_Your objective_
Pick out every line in the listing below that contains the word "ceiling", and copy each such line in full. Case counts.

_Records for processing_
● ● ● ●

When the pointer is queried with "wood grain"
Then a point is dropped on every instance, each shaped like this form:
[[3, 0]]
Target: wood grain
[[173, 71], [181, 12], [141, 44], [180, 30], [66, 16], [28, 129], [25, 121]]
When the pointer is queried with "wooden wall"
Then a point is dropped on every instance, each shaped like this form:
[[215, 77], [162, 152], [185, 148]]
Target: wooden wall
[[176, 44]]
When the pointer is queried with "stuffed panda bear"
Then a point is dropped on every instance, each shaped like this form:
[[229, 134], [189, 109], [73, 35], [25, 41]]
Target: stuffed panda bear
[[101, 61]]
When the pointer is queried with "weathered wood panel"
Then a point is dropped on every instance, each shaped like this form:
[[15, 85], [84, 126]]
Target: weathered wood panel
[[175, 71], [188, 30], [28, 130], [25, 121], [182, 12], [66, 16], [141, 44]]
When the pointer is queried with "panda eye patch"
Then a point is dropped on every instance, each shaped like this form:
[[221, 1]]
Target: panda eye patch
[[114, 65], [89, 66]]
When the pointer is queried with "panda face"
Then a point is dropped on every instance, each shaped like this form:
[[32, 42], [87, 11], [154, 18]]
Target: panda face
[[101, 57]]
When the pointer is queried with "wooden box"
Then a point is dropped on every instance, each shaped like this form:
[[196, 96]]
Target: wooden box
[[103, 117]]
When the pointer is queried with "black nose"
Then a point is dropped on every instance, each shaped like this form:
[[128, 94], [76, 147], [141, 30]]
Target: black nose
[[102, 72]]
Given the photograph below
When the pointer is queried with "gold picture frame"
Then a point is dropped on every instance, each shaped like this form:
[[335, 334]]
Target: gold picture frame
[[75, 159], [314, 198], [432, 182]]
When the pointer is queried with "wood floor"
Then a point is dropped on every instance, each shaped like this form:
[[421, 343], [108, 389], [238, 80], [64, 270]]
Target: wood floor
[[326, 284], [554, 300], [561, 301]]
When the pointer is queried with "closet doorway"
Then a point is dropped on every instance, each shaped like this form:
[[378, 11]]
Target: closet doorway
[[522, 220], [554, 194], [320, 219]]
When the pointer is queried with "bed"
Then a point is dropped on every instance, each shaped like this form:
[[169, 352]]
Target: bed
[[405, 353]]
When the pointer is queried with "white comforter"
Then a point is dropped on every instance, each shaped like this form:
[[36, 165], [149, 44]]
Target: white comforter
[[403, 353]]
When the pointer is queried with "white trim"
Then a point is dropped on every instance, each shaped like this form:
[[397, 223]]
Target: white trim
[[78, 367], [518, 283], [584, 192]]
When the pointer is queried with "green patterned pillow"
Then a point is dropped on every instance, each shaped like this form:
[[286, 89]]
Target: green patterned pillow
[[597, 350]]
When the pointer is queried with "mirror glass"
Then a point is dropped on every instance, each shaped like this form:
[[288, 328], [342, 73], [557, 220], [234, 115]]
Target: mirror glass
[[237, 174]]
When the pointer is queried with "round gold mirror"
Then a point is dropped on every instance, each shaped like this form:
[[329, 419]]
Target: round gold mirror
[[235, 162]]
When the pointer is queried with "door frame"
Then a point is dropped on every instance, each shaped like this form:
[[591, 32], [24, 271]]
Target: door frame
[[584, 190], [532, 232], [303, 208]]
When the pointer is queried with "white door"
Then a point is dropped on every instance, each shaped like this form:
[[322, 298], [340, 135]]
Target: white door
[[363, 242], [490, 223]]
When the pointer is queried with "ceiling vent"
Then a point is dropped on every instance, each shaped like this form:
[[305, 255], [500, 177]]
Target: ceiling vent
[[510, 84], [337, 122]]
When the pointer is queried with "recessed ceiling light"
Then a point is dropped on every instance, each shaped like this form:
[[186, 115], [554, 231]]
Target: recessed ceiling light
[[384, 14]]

● ● ● ●

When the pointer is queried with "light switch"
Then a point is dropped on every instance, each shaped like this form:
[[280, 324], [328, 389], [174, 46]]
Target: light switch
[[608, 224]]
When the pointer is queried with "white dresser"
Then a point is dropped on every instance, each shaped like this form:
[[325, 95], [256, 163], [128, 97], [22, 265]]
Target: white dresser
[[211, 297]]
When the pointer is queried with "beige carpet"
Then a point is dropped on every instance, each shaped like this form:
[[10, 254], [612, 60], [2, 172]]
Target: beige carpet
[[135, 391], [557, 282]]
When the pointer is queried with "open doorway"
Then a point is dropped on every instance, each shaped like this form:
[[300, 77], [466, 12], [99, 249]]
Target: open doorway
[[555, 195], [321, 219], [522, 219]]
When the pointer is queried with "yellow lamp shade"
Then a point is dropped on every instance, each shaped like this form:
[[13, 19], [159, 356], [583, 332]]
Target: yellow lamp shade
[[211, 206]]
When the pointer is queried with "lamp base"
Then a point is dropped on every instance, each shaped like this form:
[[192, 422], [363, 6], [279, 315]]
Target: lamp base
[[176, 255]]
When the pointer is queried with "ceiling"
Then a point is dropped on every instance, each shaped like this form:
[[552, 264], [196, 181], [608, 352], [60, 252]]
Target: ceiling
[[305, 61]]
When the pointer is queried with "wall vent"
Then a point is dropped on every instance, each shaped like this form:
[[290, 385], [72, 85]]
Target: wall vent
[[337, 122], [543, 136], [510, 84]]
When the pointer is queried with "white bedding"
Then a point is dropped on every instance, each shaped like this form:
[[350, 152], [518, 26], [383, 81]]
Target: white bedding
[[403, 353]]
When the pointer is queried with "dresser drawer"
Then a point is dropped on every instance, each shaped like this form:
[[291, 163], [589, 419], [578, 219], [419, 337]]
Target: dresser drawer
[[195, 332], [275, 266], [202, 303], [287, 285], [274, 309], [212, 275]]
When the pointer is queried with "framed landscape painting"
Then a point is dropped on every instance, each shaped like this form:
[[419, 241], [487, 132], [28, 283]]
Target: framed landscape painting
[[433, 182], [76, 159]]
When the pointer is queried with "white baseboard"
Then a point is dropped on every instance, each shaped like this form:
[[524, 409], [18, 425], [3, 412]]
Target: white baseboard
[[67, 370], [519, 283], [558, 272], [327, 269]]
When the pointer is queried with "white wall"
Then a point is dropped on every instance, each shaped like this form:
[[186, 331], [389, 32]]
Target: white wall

● ● ● ●

_Correct result_
When the pointer is queried with "ceiling vent"
Target: ceiling vent
When the pointer is queried with "recessed ceiling light"
Target: recessed ceiling light
When the pointer is queried with "ceiling"
Target: ceiling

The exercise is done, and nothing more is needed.